## Excerpt
┌──
Storage condition and storage time: The prepared culture medium should be stored at 4°C and used up within two weeks. We recommend mixing small molecule compounds at the day before use to achieve their maximum effect.

Notice: The formula of Medium 2 refers to Qian et al.,¹ the only difference is that Medium 2 contains WNT3A. It was mentioned in Qian et al. 2016² that WNT3A and CHIR99021 activate the same downstream signaling pathway. They considered that WNT3A had little effect in it, so they deleted it in their article at 2018. But we found that the success rate of forebrain region induction is higher with the addition of WNT3A, which may be caused by the insufficient concentration of CHIR99021.

• 13.On Day 7, EB appears spherical with a transparent and smooth surface. The sphere edge is brighter than the interior with a clear interface in brightness between the two regions (Figure 1Β).
└──
## Tasks to perform
a – Return the stretch of the culture medium protocol from "Storage condition and" through "their maximum effect.".
b – Translate this sentence from the culture medium protocol into Spanish: "The prepared culture medium should be stored at 4°C and used up within two weeks."
c – Continue the culture medium protocol from where it stops.
The records come from a different source than the culture medium protocol.

## Record set
┌──
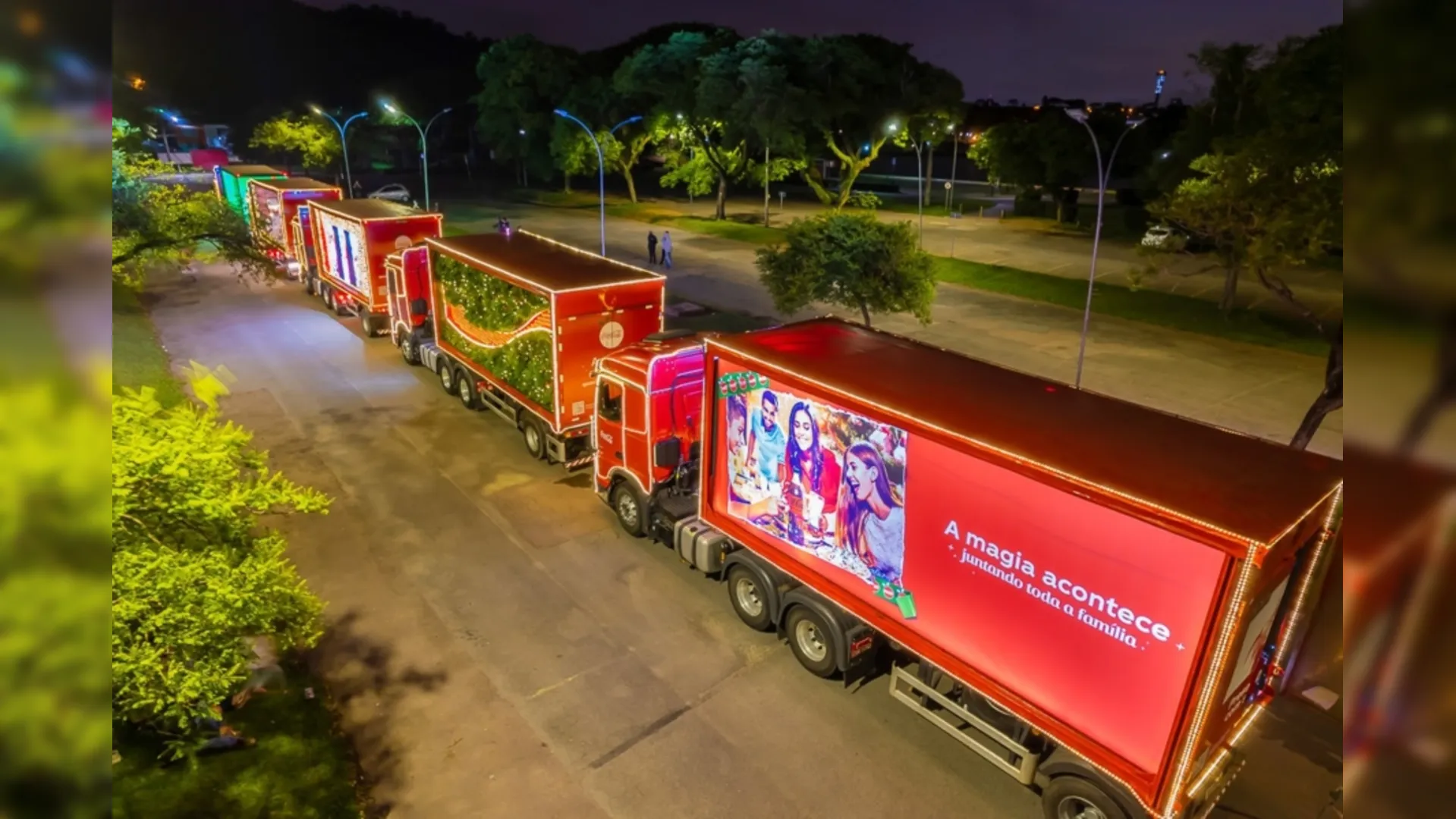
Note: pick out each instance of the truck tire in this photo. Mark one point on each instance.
(1074, 798)
(407, 348)
(465, 391)
(628, 507)
(535, 438)
(811, 641)
(747, 600)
└──
## Outputs by task
a –
Storage condition and storage time: The prepared culture medium should be stored at 4°C and used up within two weeks. We recommend mixing small molecule compounds at the day before use to achieve their maximum effect.

b – El medio de cultivo preparado debe almacenarse a 4 °C y consumirse en un plazo de dos semanas.

c –
Note: The quality of healthy EBs is crucial for successful outcome.

Generation of neuroepithelium of organoids

Timing: 1 h for embedding EBs in Matrigel, 5 days for generation of neuroepithelium of organoids, and 1 h for mechanically dissociating organoids from Matrigel

This procedure is to generate neuroepithelium buds of organoids.

• 14.On Day 7, thaw an aliquot of Matrigel (Cat. 354230) on ice.
• 15.Wet 600 μL centrifuge tubes with the Medium 2 for later use.
• 16.Cut the P200 pipette tips to widen the openings to 1.5–2 mm in diameter, and transfer EBs into pre-wet tubes.
• 17.Let the EBs settle down and remove all the supernatant.
• 18.Add 67 μL Medium 2 to each tube.
• 19.Place the tubes on ice.

Note: Each tube containing 20–30 EBs.

• 20.Add 100 μL Matrigel and mix with medium and EBs on ice by using a cut tip.
• 21.Pipette the suspension up and down.
• 22.Using the cut tip, transfer the EBs-Matrigel mixture to the ultra-low-attachment 6-well plate to make a ‘cookie’ (Figure 1C).
• 23.Use P10 pippette tips to distribute EBs in the cookie, and place the cookie in the middle of each well.

CRITICAL: The whole process should be performed on ice.

• 24.Incubate the EBs-Matrigel cookies at 37°C with 5% CO₂ for 30 min.
• 25.Gently add 4 mL pre-warmed Medium 2 into each well, incubate EBs at 37°C with 5% CO₂.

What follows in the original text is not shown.